2024 Teach-In: February 7 and 8
A “New Normal” Just Won’t Do: Intersectionality in the Arts and Communication
Intersectionality, as a concept, was conceptualized and introduced to us by Kimberlé Crenshaw (1989), a scholar of law, critical race theory, and Black feminist thought. Crenshaw sought to “explain the experiences of Black women who, because of the intersection of race and gender, are exposed to exponential forms of marginalization and oppression.”
This year’s Teach-in on Race aims to dive deep into questions about structural and systemic racism, white supremacy, and oppression. While some of us experience the intersection of systemic oppression just as Crenshaw describes it, we all have a responsibility to name, notice, and dismantle any system or structure that is inherently biased and oppressive—starting here in the residence halls, classrooms, stages, sets, and learning laboratories of Emerson College.

Stated exercise: Can you return the part of the Teach-In description between "This year’s Teach-in" and "of Emerson College.", inclusive, copied word for word?

Items:
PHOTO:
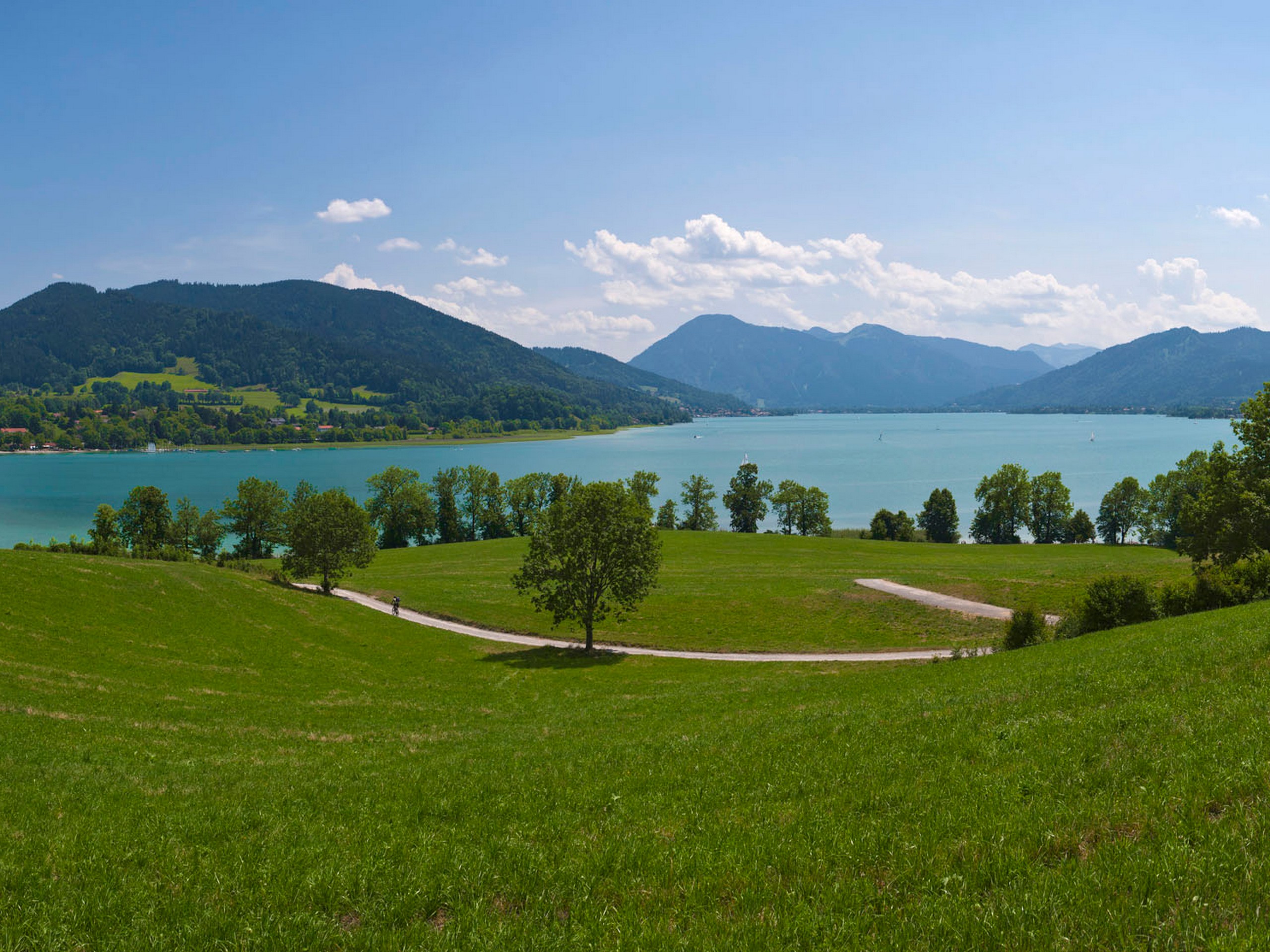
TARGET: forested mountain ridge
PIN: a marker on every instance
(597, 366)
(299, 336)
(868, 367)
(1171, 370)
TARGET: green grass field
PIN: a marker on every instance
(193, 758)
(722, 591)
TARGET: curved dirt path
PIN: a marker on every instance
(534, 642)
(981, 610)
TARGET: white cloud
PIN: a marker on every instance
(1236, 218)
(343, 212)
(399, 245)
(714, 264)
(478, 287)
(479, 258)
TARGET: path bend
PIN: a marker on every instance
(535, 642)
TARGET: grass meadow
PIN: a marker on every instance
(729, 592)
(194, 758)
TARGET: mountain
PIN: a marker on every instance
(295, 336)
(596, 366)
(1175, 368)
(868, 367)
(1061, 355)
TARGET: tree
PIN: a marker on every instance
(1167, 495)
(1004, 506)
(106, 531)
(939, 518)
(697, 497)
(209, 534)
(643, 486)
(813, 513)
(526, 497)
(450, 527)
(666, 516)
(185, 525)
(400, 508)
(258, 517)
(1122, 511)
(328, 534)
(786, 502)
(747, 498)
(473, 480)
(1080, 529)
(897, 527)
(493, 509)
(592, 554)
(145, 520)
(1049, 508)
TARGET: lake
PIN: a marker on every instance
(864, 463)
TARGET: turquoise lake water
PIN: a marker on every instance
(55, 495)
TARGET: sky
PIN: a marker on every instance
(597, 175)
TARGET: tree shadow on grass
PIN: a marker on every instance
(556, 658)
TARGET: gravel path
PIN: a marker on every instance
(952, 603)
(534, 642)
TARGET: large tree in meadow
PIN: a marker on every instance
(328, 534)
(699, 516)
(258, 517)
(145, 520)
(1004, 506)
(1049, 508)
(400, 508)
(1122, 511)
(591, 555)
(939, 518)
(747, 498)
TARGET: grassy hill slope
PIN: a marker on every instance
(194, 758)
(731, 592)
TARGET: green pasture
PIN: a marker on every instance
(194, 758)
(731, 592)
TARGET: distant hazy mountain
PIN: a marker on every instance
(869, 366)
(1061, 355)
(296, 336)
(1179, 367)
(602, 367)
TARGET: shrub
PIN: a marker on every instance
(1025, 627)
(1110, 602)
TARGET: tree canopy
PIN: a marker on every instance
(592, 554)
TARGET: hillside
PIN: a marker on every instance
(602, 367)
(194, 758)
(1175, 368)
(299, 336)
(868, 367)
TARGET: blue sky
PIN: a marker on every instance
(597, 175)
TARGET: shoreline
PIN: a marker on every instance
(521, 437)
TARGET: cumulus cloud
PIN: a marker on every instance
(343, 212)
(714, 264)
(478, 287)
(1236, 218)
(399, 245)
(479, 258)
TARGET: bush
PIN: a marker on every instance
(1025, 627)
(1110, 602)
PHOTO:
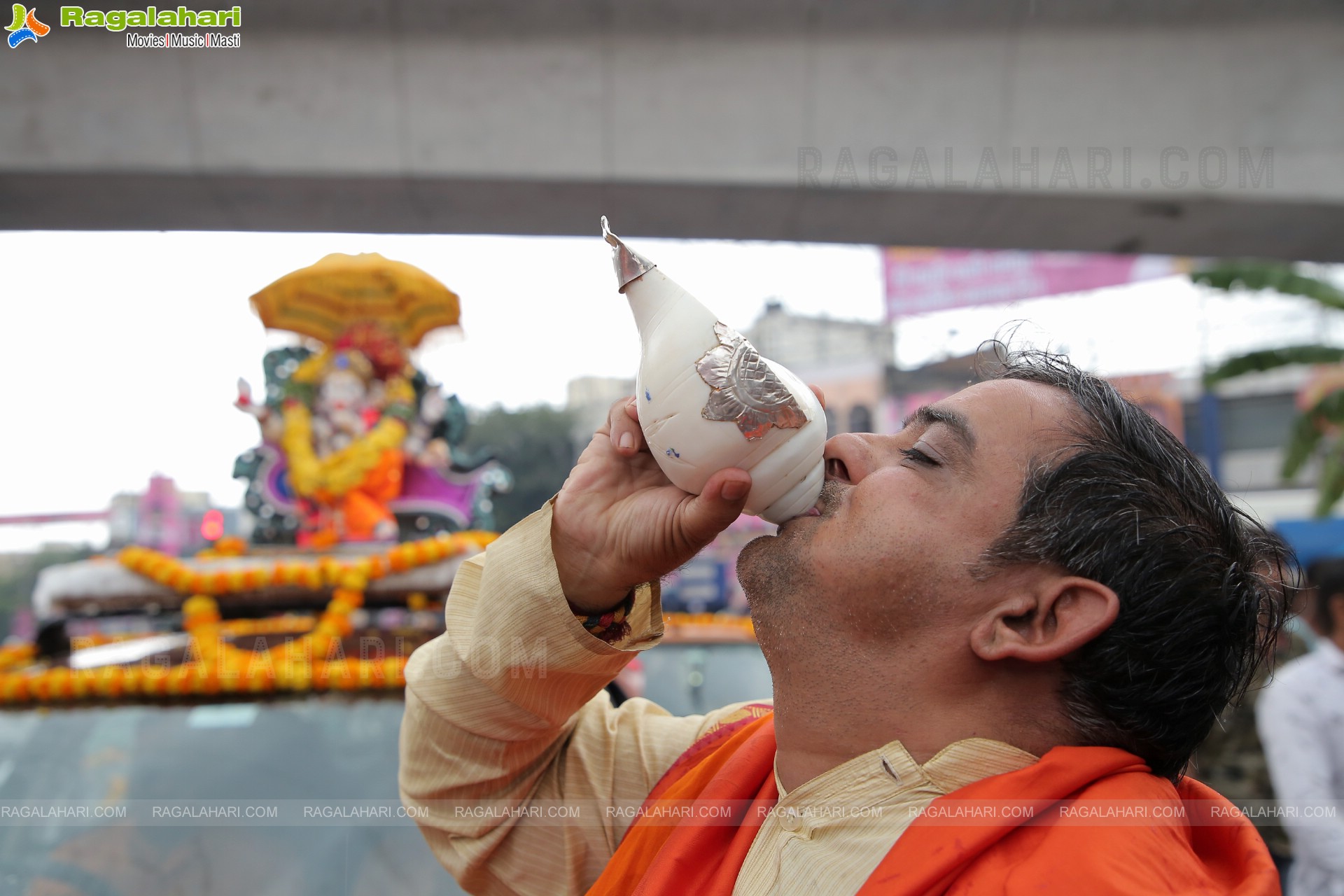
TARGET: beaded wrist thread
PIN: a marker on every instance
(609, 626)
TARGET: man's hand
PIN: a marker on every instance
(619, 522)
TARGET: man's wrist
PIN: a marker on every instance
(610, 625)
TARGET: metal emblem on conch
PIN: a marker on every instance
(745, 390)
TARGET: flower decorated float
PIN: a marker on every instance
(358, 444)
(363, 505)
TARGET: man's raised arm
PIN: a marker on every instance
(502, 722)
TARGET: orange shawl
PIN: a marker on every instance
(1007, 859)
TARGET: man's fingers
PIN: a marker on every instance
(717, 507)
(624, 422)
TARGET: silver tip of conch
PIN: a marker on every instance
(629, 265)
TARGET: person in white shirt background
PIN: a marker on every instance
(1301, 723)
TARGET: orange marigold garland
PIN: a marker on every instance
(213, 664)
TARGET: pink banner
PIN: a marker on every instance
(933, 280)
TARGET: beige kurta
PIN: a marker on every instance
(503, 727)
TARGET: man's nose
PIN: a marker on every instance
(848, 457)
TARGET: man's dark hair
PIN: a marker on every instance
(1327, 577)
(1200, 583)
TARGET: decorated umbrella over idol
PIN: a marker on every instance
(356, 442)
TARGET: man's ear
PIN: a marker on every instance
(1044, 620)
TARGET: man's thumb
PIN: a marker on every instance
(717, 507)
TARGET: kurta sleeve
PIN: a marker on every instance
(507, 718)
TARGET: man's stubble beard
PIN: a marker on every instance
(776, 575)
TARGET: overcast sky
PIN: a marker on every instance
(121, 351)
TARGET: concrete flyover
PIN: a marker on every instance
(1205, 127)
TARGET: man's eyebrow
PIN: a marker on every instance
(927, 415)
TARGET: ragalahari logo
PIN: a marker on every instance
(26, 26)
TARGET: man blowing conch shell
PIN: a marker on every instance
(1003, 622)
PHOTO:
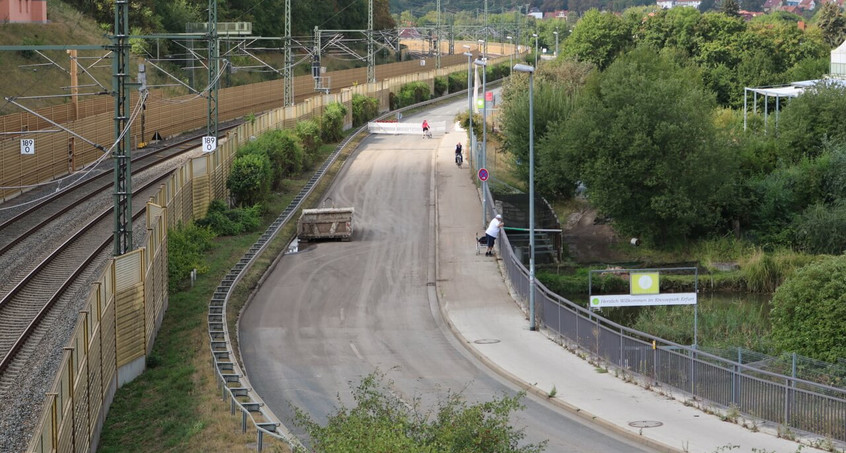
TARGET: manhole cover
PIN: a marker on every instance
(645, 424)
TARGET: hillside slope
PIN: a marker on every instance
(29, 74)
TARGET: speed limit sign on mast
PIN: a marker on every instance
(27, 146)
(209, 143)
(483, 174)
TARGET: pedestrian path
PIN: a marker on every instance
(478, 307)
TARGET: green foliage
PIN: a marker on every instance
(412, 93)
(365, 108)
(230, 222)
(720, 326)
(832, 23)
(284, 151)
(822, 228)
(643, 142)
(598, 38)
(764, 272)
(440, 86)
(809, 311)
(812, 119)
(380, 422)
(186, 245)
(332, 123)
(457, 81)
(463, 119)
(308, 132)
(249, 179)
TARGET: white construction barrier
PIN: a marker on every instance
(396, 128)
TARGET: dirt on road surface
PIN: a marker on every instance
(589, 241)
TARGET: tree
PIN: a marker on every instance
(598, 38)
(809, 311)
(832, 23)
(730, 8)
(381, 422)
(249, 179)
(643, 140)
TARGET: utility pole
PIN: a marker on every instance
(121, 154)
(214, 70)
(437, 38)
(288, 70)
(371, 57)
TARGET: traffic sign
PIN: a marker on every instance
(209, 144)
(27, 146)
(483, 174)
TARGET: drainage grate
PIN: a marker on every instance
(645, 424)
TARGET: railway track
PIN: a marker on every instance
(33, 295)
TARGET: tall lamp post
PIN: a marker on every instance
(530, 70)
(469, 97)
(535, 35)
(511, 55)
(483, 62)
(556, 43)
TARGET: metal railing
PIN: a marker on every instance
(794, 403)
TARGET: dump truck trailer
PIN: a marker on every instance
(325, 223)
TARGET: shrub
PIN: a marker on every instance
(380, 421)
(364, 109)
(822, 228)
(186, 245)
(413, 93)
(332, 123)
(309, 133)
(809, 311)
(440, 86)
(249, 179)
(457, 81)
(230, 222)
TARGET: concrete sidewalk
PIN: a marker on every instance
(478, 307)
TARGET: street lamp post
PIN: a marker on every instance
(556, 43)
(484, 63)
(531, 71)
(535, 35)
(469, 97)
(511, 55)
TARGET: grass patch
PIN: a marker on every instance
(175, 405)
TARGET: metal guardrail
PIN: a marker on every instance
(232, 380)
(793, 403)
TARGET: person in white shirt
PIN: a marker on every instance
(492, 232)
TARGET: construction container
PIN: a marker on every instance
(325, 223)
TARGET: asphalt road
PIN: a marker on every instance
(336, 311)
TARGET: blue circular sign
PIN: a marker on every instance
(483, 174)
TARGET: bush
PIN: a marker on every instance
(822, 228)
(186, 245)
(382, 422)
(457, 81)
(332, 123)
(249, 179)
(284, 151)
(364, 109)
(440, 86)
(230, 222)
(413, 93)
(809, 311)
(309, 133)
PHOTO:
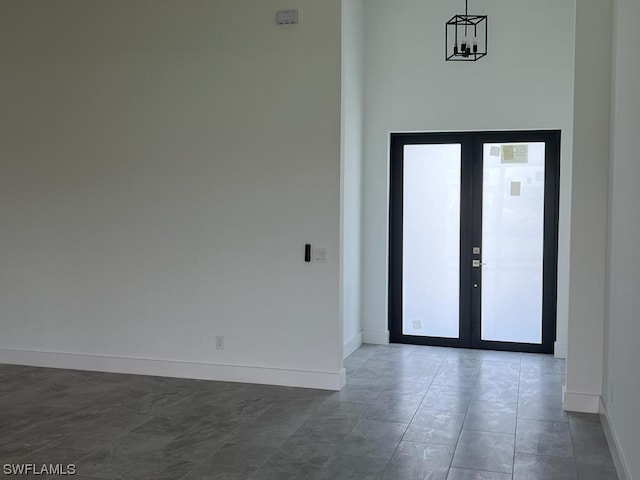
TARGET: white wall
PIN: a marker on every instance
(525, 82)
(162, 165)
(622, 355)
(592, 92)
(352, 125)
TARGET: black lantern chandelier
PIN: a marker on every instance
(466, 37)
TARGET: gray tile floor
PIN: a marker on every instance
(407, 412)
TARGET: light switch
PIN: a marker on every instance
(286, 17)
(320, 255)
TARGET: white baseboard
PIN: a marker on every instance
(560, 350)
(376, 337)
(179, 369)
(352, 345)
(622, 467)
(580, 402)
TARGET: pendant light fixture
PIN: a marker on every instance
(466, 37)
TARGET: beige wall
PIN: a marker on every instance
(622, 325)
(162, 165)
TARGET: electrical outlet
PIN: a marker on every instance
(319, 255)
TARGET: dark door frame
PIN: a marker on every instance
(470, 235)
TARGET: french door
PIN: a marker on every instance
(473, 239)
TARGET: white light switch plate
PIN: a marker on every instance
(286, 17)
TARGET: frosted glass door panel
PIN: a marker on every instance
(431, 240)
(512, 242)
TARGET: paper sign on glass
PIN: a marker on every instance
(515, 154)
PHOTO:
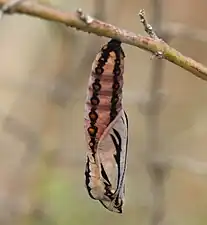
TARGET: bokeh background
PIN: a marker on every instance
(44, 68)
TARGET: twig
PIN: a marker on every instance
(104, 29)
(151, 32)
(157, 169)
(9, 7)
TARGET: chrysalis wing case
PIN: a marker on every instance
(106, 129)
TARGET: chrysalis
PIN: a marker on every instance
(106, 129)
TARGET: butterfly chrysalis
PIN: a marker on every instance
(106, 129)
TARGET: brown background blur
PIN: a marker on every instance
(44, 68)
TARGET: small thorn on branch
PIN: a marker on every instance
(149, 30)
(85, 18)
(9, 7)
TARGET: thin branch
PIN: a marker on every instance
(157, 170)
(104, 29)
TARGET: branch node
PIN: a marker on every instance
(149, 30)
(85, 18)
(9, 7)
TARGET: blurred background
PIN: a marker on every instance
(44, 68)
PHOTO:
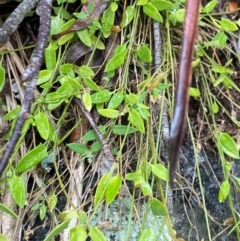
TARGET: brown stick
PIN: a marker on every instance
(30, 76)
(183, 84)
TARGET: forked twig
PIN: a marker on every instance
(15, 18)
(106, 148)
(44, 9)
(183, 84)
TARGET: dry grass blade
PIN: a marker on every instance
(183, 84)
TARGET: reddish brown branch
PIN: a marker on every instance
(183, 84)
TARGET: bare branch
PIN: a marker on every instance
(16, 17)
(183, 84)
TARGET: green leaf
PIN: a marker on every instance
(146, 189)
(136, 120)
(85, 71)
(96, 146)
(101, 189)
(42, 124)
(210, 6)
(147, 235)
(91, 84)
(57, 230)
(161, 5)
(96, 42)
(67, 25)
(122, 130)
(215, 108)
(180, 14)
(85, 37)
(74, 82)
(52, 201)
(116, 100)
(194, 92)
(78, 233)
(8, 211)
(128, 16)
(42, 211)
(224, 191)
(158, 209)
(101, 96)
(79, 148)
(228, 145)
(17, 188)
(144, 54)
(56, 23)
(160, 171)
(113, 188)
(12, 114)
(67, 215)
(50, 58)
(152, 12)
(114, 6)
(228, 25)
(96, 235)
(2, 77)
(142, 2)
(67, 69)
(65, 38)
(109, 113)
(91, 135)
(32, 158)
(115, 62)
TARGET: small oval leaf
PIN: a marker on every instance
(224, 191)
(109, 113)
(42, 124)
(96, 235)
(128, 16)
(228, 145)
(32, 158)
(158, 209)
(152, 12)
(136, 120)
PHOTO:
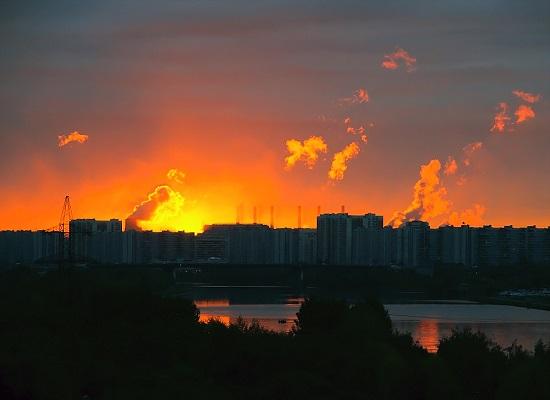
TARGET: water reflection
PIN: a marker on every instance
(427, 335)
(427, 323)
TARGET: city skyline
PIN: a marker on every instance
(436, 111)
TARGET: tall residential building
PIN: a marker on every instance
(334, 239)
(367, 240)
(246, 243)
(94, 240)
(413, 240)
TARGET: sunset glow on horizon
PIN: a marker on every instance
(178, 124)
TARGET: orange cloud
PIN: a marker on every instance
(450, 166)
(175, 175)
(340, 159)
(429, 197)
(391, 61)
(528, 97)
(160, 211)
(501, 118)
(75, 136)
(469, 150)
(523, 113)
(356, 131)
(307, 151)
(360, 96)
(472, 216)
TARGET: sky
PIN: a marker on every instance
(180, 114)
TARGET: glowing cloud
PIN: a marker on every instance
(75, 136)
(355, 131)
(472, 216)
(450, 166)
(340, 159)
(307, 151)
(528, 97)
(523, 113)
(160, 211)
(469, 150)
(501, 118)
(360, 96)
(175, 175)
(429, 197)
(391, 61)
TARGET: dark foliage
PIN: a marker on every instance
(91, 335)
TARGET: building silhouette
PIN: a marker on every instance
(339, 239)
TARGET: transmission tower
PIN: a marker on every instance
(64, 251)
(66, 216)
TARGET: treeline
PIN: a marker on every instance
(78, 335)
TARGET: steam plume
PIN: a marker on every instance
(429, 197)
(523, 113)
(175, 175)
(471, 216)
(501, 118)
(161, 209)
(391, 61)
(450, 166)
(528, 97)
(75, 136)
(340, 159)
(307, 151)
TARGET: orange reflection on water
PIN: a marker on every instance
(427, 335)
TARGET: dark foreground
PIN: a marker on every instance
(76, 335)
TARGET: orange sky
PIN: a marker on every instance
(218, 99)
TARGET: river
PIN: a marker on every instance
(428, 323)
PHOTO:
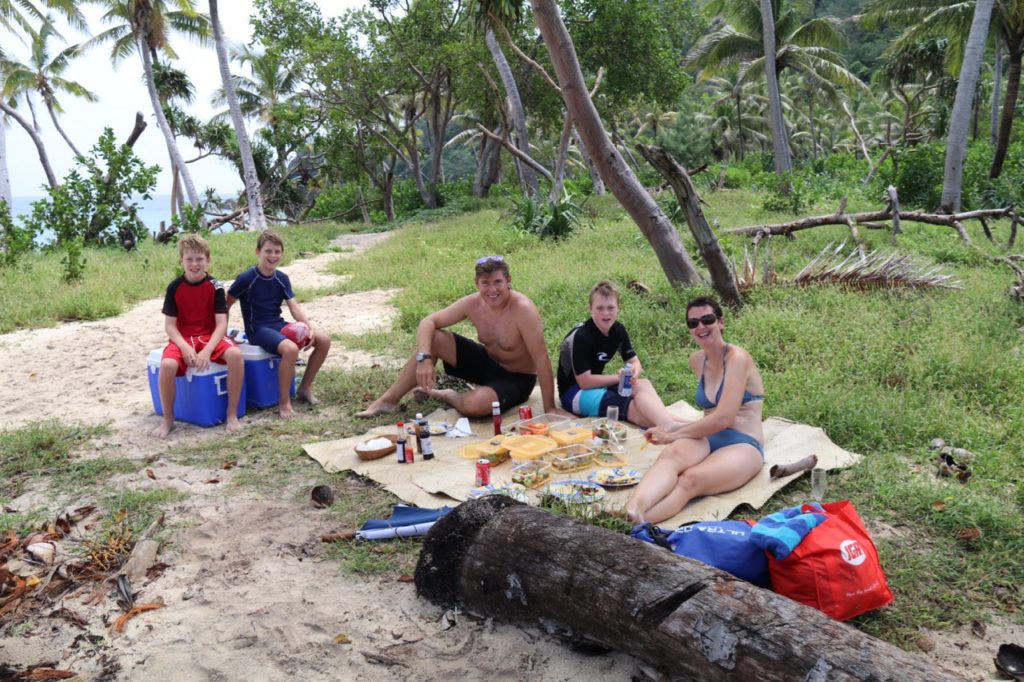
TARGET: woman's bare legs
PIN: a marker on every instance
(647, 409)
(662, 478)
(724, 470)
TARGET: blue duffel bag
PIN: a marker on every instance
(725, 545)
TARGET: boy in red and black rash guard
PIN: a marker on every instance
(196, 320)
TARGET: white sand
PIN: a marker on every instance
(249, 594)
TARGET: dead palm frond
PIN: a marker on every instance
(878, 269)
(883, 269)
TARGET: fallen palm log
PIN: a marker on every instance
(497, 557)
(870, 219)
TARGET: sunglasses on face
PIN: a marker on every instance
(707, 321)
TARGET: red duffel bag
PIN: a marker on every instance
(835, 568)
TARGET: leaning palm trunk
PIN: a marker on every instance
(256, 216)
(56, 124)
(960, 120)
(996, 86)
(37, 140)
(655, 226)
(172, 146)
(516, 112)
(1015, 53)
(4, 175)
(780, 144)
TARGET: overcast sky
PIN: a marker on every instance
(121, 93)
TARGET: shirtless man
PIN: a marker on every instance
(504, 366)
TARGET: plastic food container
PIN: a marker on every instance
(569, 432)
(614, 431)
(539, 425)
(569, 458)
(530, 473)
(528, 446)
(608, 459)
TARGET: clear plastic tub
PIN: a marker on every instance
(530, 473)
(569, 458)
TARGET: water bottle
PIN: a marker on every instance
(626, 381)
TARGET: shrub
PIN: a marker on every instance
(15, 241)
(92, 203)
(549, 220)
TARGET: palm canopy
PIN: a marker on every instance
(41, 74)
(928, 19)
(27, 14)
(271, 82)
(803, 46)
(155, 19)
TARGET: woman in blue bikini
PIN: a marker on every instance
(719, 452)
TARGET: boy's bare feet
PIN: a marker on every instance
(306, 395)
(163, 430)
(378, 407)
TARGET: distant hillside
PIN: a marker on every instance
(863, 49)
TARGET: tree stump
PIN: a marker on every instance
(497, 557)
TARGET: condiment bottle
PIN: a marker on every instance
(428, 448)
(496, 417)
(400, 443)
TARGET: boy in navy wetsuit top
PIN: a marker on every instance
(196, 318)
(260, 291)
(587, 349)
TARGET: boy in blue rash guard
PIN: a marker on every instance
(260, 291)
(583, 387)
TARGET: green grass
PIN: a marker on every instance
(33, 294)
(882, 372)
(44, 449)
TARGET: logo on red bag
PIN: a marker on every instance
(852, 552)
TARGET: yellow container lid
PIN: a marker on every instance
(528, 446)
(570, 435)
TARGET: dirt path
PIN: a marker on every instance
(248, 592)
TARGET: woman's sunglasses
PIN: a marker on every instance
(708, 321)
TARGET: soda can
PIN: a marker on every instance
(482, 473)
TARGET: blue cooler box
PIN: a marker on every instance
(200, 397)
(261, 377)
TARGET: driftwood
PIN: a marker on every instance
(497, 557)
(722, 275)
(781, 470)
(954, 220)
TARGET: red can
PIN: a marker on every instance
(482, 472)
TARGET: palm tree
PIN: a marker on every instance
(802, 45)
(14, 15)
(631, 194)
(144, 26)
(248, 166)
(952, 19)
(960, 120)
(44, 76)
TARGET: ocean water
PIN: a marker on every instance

Reply:
This year’s Teach-in on Race aims to dive deep into questions about structural and systemic racism, white supremacy, and oppression. While some of us experience the intersection of systemic oppression just as Crenshaw describes it, we all have a responsibility to name, notice, and dismantle any system or structure that is inherently biased and oppressive—starting here in the residence halls, classrooms, stages, sets, and learning laboratories of Emerson College.